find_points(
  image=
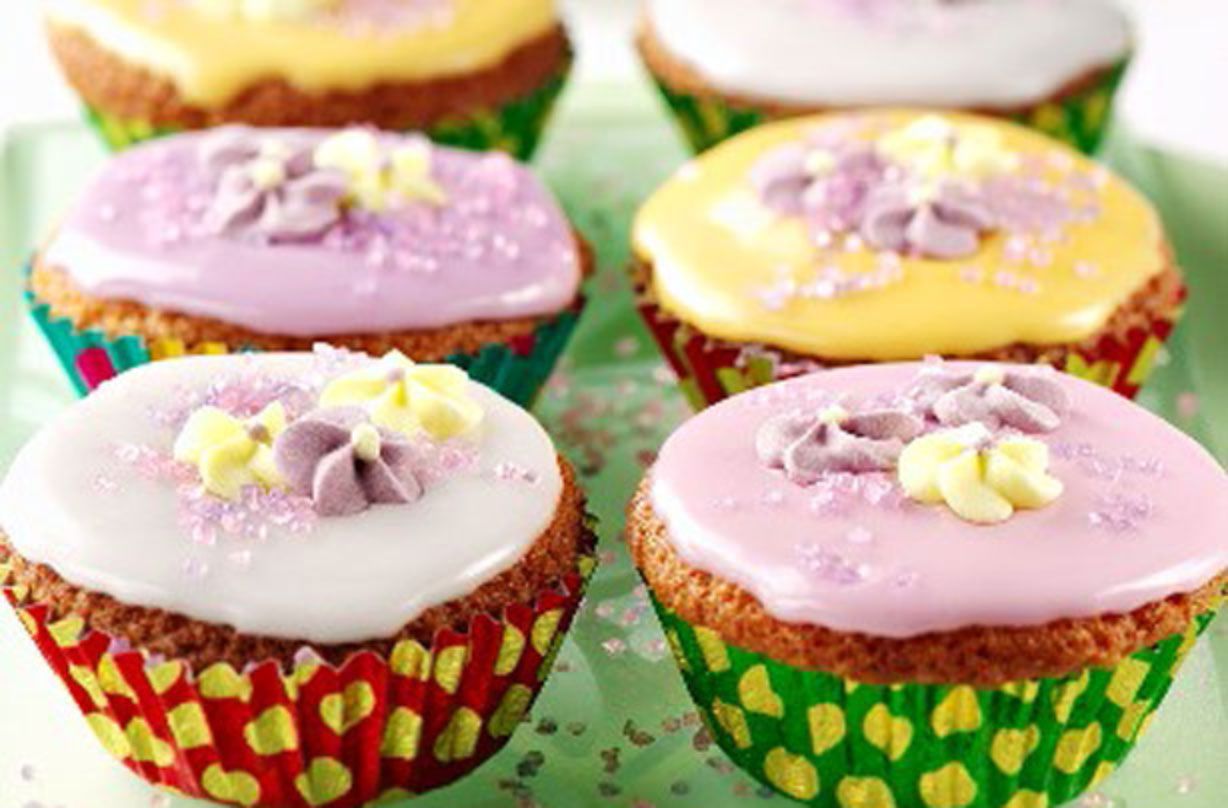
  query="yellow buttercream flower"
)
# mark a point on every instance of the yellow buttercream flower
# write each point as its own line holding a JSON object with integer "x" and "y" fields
{"x": 231, "y": 453}
{"x": 980, "y": 479}
{"x": 378, "y": 178}
{"x": 409, "y": 398}
{"x": 936, "y": 147}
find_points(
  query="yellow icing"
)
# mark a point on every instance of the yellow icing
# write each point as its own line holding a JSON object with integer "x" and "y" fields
{"x": 211, "y": 58}
{"x": 980, "y": 481}
{"x": 715, "y": 247}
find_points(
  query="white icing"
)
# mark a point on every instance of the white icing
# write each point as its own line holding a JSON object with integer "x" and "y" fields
{"x": 998, "y": 53}
{"x": 348, "y": 580}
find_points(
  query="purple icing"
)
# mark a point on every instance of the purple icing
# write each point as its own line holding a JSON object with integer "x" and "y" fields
{"x": 300, "y": 204}
{"x": 807, "y": 447}
{"x": 499, "y": 249}
{"x": 318, "y": 458}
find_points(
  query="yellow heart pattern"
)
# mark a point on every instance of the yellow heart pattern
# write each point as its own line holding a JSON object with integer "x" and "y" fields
{"x": 827, "y": 725}
{"x": 754, "y": 690}
{"x": 1010, "y": 748}
{"x": 273, "y": 732}
{"x": 1076, "y": 747}
{"x": 948, "y": 787}
{"x": 958, "y": 712}
{"x": 887, "y": 732}
{"x": 865, "y": 792}
{"x": 792, "y": 774}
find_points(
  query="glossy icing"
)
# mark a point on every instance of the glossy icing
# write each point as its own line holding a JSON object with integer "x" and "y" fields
{"x": 727, "y": 263}
{"x": 499, "y": 248}
{"x": 852, "y": 554}
{"x": 211, "y": 58}
{"x": 996, "y": 53}
{"x": 85, "y": 497}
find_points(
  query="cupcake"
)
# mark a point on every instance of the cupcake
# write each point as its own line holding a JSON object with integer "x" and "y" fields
{"x": 895, "y": 235}
{"x": 249, "y": 240}
{"x": 276, "y": 580}
{"x": 949, "y": 585}
{"x": 468, "y": 73}
{"x": 723, "y": 66}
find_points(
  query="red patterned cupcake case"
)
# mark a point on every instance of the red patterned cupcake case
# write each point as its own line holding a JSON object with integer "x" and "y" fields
{"x": 316, "y": 736}
{"x": 711, "y": 370}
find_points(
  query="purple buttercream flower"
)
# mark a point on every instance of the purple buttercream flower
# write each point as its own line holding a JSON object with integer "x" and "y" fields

EXERCISE BRIEF
Reproduce the material word for word. Any pictures should be left out of the copy.

TASK ANSWER
find_points(
  image=
  query="yellow buttercream flower"
)
# mark a point on every instance of the yellow buttercream flower
# write each point as its own line holding a JSON object with integer "x" and "y" fields
{"x": 231, "y": 453}
{"x": 980, "y": 479}
{"x": 378, "y": 178}
{"x": 409, "y": 398}
{"x": 936, "y": 147}
find_points(
  query="yellow icing"
)
# mark a point on every instance of the yellow icing
# write each point as its own line holding a JSON object with integer "x" and "y" fields
{"x": 211, "y": 58}
{"x": 980, "y": 481}
{"x": 715, "y": 247}
find_points(
  query="white icing"
)
# mark a point on every instance of the white icing
# write each point as its own line holding a JSON object with integer "x" and "y" fields
{"x": 998, "y": 53}
{"x": 348, "y": 580}
find_points(
  query="purple icing"
)
# mark a point on every instance of the purple icing
# write each point as its own line holding a JSON object with integer "x" and "y" fields
{"x": 300, "y": 204}
{"x": 807, "y": 447}
{"x": 499, "y": 249}
{"x": 318, "y": 458}
find_points(
  query="yellow heart pattern"
)
# mark a point on every instance of the yellow heart pattern
# write each point as its own line holding a JSON object with integer "x" and "y" fields
{"x": 827, "y": 725}
{"x": 754, "y": 690}
{"x": 1010, "y": 748}
{"x": 273, "y": 732}
{"x": 1076, "y": 747}
{"x": 948, "y": 787}
{"x": 958, "y": 712}
{"x": 887, "y": 732}
{"x": 865, "y": 792}
{"x": 792, "y": 774}
find_points(
  query="glossy icing"
)
# mark a point on every instance of the glossy icing
# write each point as its own line holding a JSON object with integer "x" and "y" fields
{"x": 727, "y": 263}
{"x": 499, "y": 248}
{"x": 852, "y": 554}
{"x": 211, "y": 58}
{"x": 996, "y": 53}
{"x": 85, "y": 497}
find_points(
  query="cupcake"
)
# mark a point on every instance of the cupcake
# write each point as its own line holding a JSON object with integer "x" and "y" fields
{"x": 895, "y": 235}
{"x": 249, "y": 240}
{"x": 276, "y": 580}
{"x": 949, "y": 585}
{"x": 468, "y": 73}
{"x": 723, "y": 66}
find_points(
  query="red patterned cupcake case"
)
# mark a point on every instance of the red patterned cupcake case
# write each point as its own line holding a JSON object with integer "x" and "y" fields
{"x": 316, "y": 736}
{"x": 711, "y": 370}
find_points(
  query="purple buttercream flower"
)
# mark a point on every instance of the purple buttercream flower
# write each point as its own line holding a JSON object with integer "x" and "y" fields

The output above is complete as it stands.